● **GIVEN PROBLEM A**: Display every line of the entries that contains the string "pavement".

=== TEXT BLOCK ===

[RFC][PATCH v3 9/10] memcg: scan limited memory reclaim
From: KAMEZAWA Hiroyuki
Date: Thu May 26 2011 - 01:41:57 EST
Better name is welcomed ;(
==
rate limited memory LRU scanning for memcg.
This patch implements a routine for asynchronous memory reclaim for memory
cgroup, which will be triggered when the usage is near to the limit.
This patch includes only code codes for memory freeing.
Asynchronous memory reclaim can be a help for reduce latency because
memory reclaim goes while an application need to wait or compute something.
To do memory reclaim in async, we need some thread or worker.
Unlike node or zones, memcg can be created on demand and there may be
a system with thousands of memcgs. So, the number of jobs for memcg
asynchronous memory reclaim can be big number in theory. So, node kswapd
codes doesn't fit well. And some scheduling on memcg layer will be
appreciated.
This patch implements a LRU scanning which the number of scan is limited.
When shrink_mem_cgroup_shrink_rate_limited() is called, it scans pages at most
MEMCG_STATIC_SCAN_LIMIT(2Mbytes) pages. By this, round-robin can be
implemented.
Changelog:
- dropped most of un-explained heuristic codes.
- added more comments.
Signed-off-by: KAMEZAWA Hiroyuki <kamezawa.hiroyu@xxxxxxxxxxxxxx>
---
include/linux/memcontrol.h | 2
mm/memcontrol.c | 4 -
mm/vmscan.c | 153 +++++++++++++++++++++++++++++++++++++++++++--
3 files changed, 153 insertions(+), 6 deletions(-)

=== EXERCISE INPUT ===

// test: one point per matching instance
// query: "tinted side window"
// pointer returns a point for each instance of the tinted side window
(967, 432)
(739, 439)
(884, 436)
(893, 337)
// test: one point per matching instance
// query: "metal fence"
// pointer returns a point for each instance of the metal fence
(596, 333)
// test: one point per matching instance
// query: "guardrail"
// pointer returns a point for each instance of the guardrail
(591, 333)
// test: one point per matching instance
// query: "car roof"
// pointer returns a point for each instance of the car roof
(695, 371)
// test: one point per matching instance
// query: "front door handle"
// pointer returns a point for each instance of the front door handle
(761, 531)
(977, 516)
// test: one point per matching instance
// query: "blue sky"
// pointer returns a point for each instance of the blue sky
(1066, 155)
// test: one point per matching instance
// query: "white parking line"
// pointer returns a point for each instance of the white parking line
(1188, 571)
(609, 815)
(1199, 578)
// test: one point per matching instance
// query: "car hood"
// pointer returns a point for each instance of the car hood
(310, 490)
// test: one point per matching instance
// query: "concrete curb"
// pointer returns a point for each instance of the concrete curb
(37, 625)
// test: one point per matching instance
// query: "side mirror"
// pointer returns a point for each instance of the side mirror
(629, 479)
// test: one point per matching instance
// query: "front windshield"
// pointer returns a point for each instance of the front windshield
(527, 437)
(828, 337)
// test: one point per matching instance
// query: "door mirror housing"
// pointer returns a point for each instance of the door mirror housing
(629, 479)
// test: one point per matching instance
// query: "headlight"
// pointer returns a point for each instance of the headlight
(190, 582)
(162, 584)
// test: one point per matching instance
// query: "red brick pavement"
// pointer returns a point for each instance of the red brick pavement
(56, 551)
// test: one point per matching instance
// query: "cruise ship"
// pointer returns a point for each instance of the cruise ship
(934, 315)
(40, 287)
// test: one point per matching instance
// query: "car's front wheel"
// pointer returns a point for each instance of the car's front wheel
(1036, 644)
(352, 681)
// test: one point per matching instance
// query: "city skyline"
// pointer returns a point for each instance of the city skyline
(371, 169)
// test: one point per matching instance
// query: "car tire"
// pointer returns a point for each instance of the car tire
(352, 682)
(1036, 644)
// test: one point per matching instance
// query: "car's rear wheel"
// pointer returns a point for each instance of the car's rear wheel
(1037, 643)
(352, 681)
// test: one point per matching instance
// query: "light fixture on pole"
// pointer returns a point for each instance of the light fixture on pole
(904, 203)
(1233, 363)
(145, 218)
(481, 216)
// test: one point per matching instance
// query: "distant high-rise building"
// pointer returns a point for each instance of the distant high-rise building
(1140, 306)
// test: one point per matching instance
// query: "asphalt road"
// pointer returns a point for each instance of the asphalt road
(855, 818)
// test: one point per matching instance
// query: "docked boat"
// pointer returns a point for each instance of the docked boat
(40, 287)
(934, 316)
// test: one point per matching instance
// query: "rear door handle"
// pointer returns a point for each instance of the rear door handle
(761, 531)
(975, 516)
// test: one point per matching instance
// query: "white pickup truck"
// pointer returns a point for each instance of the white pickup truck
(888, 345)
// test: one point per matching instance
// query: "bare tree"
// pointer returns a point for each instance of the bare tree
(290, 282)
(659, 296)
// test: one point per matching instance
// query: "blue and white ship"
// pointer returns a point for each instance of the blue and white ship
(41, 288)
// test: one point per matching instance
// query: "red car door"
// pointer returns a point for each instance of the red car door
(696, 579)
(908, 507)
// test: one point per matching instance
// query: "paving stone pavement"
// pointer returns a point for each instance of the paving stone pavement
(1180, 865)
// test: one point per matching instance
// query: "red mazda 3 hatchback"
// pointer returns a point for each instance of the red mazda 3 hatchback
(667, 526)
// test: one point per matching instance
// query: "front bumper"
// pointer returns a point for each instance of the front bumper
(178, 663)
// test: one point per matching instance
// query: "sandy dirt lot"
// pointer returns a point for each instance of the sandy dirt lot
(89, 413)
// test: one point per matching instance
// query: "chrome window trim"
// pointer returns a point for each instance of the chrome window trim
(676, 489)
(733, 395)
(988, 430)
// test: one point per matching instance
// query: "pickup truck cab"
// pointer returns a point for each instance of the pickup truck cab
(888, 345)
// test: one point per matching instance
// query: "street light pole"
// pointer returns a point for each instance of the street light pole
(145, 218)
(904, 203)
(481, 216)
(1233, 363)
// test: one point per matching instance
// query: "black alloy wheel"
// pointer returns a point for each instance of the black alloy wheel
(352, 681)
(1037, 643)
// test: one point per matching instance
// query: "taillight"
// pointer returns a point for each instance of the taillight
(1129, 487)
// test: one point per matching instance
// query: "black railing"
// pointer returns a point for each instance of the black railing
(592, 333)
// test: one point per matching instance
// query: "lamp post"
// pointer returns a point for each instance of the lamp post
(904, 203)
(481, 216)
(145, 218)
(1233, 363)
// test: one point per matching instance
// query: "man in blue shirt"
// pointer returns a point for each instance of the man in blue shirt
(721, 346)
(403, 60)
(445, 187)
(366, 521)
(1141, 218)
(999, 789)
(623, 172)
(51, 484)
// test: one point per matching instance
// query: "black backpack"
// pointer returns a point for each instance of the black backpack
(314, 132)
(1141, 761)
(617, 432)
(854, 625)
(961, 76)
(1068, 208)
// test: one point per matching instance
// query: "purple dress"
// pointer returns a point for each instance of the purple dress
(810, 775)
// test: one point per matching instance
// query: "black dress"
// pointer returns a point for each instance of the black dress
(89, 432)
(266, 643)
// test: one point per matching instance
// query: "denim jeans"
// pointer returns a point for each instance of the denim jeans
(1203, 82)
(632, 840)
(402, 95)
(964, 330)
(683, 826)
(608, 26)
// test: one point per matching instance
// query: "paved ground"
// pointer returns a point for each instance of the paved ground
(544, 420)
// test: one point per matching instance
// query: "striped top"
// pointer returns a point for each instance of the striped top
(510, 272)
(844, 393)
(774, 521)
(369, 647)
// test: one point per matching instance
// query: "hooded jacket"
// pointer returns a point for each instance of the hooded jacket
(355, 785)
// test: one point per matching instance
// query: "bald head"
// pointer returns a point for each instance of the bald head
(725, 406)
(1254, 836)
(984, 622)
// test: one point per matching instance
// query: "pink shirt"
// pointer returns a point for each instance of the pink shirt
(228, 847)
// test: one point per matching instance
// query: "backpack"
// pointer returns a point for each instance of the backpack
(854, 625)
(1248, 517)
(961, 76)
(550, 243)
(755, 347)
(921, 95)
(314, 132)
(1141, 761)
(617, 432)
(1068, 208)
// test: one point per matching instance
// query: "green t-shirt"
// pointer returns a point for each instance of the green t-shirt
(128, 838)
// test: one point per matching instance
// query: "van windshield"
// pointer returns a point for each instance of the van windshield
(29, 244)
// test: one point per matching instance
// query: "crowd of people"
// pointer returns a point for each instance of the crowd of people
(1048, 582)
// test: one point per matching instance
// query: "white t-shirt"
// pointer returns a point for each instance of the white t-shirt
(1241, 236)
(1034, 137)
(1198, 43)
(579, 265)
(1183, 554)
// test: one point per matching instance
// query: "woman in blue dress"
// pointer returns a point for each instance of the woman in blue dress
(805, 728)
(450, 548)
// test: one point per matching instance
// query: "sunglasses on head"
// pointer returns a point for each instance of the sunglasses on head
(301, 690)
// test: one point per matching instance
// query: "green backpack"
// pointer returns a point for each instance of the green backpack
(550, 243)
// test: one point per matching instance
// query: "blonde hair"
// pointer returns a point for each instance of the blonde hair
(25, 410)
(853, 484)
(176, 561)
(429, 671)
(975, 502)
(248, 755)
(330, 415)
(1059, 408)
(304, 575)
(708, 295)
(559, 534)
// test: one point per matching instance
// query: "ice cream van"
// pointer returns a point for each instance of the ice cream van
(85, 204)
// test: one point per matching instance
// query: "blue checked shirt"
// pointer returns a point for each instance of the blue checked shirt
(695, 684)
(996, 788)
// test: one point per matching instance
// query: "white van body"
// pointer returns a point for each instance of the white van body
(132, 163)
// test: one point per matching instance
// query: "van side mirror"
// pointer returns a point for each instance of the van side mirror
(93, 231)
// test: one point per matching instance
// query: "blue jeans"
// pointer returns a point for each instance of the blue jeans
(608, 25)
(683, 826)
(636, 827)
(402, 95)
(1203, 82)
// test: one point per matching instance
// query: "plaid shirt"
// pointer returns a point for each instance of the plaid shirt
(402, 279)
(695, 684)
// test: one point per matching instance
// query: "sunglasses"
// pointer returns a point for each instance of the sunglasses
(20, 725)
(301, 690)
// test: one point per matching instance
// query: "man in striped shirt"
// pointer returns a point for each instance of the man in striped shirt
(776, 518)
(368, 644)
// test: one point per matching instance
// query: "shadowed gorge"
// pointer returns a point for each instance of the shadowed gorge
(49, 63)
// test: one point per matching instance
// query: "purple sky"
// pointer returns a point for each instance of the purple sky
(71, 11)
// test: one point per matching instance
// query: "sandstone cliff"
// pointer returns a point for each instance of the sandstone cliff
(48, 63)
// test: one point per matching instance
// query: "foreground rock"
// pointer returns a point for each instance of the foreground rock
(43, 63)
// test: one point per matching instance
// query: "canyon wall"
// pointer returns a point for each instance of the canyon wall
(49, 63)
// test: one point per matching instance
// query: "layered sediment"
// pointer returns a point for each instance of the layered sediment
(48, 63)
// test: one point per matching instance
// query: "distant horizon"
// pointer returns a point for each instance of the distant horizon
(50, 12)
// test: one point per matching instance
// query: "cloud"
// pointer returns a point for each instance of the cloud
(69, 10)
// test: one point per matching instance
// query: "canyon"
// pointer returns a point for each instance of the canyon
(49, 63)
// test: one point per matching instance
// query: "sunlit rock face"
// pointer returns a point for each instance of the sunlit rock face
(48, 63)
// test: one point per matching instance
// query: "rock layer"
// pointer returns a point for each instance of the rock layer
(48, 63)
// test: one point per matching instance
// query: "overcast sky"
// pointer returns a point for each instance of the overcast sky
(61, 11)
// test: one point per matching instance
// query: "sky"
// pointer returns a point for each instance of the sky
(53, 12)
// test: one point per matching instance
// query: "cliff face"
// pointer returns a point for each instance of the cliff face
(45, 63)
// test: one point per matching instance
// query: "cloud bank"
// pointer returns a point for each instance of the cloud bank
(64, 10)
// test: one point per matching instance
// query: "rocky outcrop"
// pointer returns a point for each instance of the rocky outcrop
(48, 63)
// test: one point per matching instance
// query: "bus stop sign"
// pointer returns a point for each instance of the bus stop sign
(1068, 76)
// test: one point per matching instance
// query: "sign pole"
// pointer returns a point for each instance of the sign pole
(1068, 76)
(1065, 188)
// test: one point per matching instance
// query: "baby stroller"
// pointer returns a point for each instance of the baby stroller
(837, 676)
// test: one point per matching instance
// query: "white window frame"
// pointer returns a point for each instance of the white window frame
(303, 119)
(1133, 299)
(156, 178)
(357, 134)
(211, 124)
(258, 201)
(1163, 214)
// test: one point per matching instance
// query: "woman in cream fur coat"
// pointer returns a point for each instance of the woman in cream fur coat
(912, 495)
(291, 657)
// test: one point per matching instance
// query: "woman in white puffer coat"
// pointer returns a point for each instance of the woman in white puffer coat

===

● **GIVEN PROBLEM B**: In the memcg patch above, please rewrite the paragraph beginning "To do memory reclaim in async" as a short bulleted list that keeps its main facts.

● **ANSWER A**:
// query: "red brick pavement"
// pointer returns a point for each instance of the red brick pavement
// query: "paving stone pavement"
// pointer returns a point for each instance of the paving stone pavement

● **ANSWER B**:
- Asynchronous memory reclaim needs some thread or worker.
- Unlike nodes or zones, memcgs can be created on demand, and a system may have thousands of them.
- In theory, this makes the number of asynchronous reclaim jobs large.
- Node kswapd code therefore doesn't fit well.
- Some scheduling at the memcg layer would be appreciated.